### DESCRIPTION OF THE TASK
Copy out the listing in full, exactly as written, but not its pictures.
== SOURCE MATERIAL ==
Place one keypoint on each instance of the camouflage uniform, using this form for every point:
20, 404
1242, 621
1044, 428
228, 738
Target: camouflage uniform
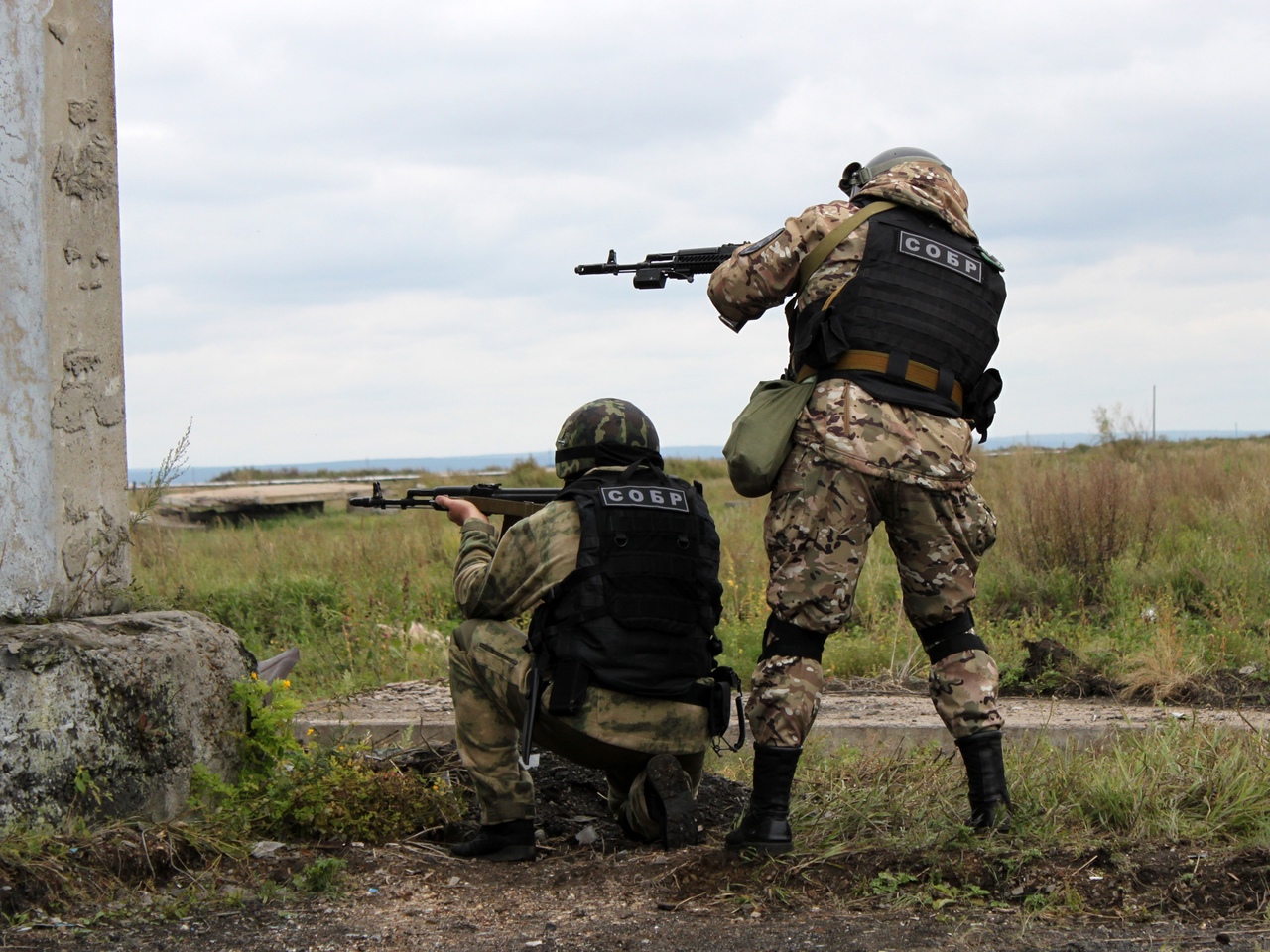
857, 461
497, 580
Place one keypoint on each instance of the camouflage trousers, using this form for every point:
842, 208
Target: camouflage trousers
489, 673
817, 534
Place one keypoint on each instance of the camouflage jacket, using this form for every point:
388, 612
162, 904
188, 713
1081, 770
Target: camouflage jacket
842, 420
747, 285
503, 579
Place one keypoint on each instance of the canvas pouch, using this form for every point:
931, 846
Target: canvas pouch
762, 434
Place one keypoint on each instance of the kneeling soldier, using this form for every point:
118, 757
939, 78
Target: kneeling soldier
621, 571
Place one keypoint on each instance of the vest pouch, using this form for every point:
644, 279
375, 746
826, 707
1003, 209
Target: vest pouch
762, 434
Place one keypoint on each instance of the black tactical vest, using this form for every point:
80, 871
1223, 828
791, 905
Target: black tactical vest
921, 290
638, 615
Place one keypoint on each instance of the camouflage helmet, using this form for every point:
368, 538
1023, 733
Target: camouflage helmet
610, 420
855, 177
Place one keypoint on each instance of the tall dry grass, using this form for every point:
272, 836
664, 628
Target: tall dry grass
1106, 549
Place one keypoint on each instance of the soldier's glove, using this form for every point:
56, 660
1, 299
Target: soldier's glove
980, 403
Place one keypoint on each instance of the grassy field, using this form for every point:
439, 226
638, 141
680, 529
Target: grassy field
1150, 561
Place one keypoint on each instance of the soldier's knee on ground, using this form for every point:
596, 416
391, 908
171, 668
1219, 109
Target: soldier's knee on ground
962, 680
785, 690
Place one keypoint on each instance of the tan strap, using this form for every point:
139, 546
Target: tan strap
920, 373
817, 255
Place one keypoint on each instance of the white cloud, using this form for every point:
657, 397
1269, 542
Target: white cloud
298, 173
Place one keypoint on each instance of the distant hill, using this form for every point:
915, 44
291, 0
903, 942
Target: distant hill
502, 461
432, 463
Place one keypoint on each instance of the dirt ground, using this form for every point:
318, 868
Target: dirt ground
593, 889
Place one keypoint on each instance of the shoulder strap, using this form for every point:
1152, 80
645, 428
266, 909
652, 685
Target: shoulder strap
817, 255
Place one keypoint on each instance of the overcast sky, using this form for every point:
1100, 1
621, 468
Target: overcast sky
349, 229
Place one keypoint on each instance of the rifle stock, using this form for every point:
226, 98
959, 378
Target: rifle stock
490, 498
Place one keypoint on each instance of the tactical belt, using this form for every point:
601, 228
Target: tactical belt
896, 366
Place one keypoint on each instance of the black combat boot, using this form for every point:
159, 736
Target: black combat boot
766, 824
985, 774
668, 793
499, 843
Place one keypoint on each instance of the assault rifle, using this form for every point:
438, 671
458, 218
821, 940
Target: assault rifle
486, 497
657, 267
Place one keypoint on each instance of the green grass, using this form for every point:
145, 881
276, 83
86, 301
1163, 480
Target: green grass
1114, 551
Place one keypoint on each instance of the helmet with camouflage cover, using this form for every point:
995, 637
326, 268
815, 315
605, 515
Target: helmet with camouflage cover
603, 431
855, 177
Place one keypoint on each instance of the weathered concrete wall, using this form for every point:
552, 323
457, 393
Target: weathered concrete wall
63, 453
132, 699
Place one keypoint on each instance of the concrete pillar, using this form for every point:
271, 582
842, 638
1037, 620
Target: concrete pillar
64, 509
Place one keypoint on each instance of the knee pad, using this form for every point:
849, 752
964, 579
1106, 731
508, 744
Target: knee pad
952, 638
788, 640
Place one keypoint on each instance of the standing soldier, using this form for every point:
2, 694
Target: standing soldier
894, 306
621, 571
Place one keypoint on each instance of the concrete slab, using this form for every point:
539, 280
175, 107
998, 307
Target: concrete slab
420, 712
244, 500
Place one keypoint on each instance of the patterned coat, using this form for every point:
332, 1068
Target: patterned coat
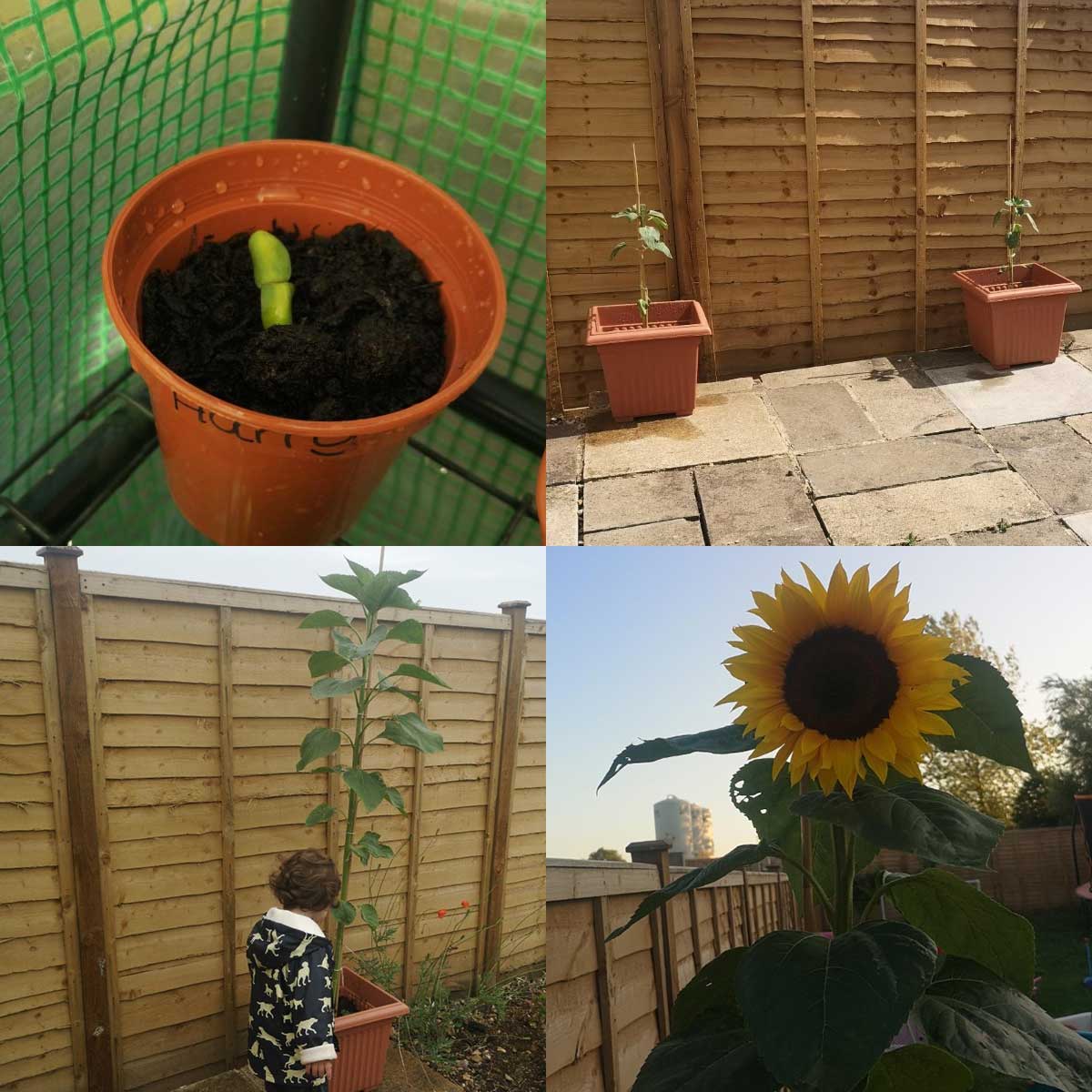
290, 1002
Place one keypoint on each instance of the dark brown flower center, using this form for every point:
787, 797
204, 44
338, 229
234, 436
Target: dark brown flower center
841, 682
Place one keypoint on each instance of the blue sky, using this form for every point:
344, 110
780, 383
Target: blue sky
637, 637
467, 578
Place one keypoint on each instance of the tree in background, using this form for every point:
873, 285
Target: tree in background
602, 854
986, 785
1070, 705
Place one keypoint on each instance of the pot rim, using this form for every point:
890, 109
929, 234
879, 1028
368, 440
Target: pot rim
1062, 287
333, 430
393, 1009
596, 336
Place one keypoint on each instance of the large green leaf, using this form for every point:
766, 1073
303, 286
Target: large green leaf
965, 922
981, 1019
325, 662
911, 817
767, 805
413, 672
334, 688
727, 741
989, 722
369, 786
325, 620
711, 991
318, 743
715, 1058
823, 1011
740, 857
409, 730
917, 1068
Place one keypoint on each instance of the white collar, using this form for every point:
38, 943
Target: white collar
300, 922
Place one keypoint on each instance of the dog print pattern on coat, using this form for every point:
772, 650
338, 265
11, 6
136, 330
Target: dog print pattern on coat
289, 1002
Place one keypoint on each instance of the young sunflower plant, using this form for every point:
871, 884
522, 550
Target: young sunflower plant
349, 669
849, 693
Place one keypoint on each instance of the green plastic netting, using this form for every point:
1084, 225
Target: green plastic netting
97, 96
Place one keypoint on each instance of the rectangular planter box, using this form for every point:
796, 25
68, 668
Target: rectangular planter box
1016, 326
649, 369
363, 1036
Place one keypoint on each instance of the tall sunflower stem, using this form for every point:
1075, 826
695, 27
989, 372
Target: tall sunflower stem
===
### SOLUTION TO THE EXERCISE
Place one keypoint on each instance of the camouflage uniform, using this form for every point:
20, 404
1242, 621
1044, 428
228, 738
Target: camouflage uniform
857, 461
497, 580
Place one keypoint on each instance of the camouflage trousers, using this form for every point:
842, 208
Target: camouflage trousers
489, 673
817, 534
Place one keypoint on each instance of the camouflage jacket, using this form for every point:
388, 612
162, 904
188, 713
1081, 770
Target: camouflage jacket
842, 420
747, 285
503, 579
Place one keypoint on each instance of the canvas pouch, using this form for every point:
931, 846
Target: canvas pouch
762, 434
Place one keypoint on each instance of the kneeling soldier, using this form for every point:
118, 757
939, 78
Target: kneeling soldier
621, 571
Place one keypoint on each instance of the vest pouch, using this form for every point:
644, 279
375, 746
826, 707
1003, 209
Target: vest pouch
762, 434
Place one keypoint on each instance of the black tactical vest, using this form for every point:
80, 871
1223, 828
791, 905
Target: black tactical vest
921, 290
638, 615
Place one keypoint on each instance of the camouflage helmet, using this form for every point:
368, 538
1023, 733
Target: camouflage helmet
610, 420
855, 177
Place one keypoint on each instance of the tall dry grass, using this form for every point:
272, 836
664, 628
Target: tall dry grass
1106, 549
Place one keypoint on each instance of the soldier's glove, using this form for every point:
56, 660
1, 299
Target: soldier's glove
980, 403
Place one keypoint on each instance of the grassy field, using this form for every point:
439, 226
638, 141
680, 529
Target: grassy field
1150, 561
Place one keypoint on each instance of the soldier's knee on ground, using this form for every point:
596, 416
391, 908
171, 668
1219, 109
Target: soldier's knee on ground
962, 680
785, 690
Place one keypoint on each instance of the tan strap, using this form for every point:
139, 546
Target: tan strap
920, 373
817, 255
Place one keypoint on each instance of the white cloud, using this form for every point:
657, 397
1269, 542
Target: white cloud
298, 173
Place one keypoint on each instance of the distant hill, using this form for every point:
915, 44
291, 0
903, 942
Target: distant hill
502, 461
432, 463
Place one keypoint on each instance of the dirt ground, using this form for every point:
318, 868
Target: dirt ground
593, 889
Place one keypoint on each instance of the shoulder strap, using this form for every point:
1152, 80
645, 428
266, 909
652, 685
Target: shoulder strap
817, 255
Place one keypoint on each instance of the overcast sky, using this form for every point:
1100, 1
621, 468
Target: overcast sky
349, 229
Place one keypoint on each instance of the rifle stock, using this form for every point:
226, 98
959, 378
Target: rifle stock
490, 498
Place one keypoint on each instance of the tactical belt, using this form for every point:
601, 228
Target: tactical belt
896, 366
Place one keypoint on each instance of the black combat boot, using this form for every point:
159, 736
Target: black combat boot
766, 824
985, 774
668, 793
499, 843
Place one keypoint on each instance of the assault rifle, using this form for every point:
438, 671
458, 218
821, 940
Target: assault rifle
486, 497
657, 267
Place one keypoint on each instance of the green grass, using this form for every point:
145, 881
276, 83
86, 301
1163, 480
Target: green grass
1114, 551
Place one keypoint on each instance of the helmet with camouflage cover, using this form for every point:
995, 637
326, 268
815, 315
605, 515
Target: helmet with camouflage cover
603, 431
855, 177
Place one keypoint on each instance of the weathered concrete wall, using this form for every point:
552, 323
457, 393
Target: weathered concrete wall
63, 453
132, 699
Place one keypoint on each instance of the concrete pillar, using this form for every point:
271, 582
842, 638
1037, 620
Target: concrete pillar
64, 509
Place one keypoint on each instance of the knee pad, using this form for every point:
849, 752
964, 579
1106, 731
508, 744
Target: knee pad
952, 638
788, 640
Place one keypoint on each instance of the standing soldier, using this form for every point:
2, 694
Target: standing soldier
894, 306
621, 571
Place one keypoint on each instance of the concrete slab, using this form for every point:
539, 280
175, 107
998, 307
Target: concrete slab
420, 712
244, 500
Place one keypoint on each instance of the patterned coat, using this form for every point:
332, 1068
Target: patterned coat
290, 1002
Place one keypoint on each instance of the dark brown flower center, using this form for every point:
787, 797
204, 44
338, 229
234, 436
Target: dark brown flower center
841, 682
Place one keypoint on each instance of the blue sky, using this form for every point:
344, 110
780, 383
Target: blue sky
637, 637
467, 578
Place one keypoint on each instance of the tree in background, using this form for every point:
873, 285
Target: tree in background
602, 854
986, 785
1070, 705
Place one keypoint on each instance of the pot rim, using this form for every point:
890, 109
929, 234
879, 1028
368, 440
Target: pot rim
1062, 287
333, 430
393, 1009
596, 336
Place one keypoint on each instance of the large green leaf, using this form for every point:
766, 1073
303, 286
Target: large green leaf
965, 922
981, 1019
325, 662
911, 817
767, 805
413, 672
334, 688
727, 741
989, 722
369, 786
325, 620
711, 991
318, 743
715, 1058
823, 1011
740, 857
409, 730
917, 1068
Place one keypoint on each instance of the white collar, using this form for every point:
38, 943
Target: white collar
300, 922
Place one keypoint on each instance of the dog print pattern on coat, using this form for every point:
772, 650
338, 265
11, 6
136, 330
Target: dog print pattern on coat
289, 1002
Place one keypoint on each instance of the young sunflower plant, using this form for every point:
871, 884
522, 550
Target: young sunflower plant
349, 669
849, 693
Place one keypoint on each instance of the green plastic netting, using this form for every point:
1084, 225
Target: green plastic netting
97, 96
Place one keypoint on each instance of the rectangular planter box, using this form for every point:
796, 25
68, 668
Target: rectangular planter box
1016, 326
649, 369
363, 1036
Place one keypoint on each instance of the tall sunflower stem, using this form for every point:
1075, 826
695, 27
989, 372
Target: tall sunflower stem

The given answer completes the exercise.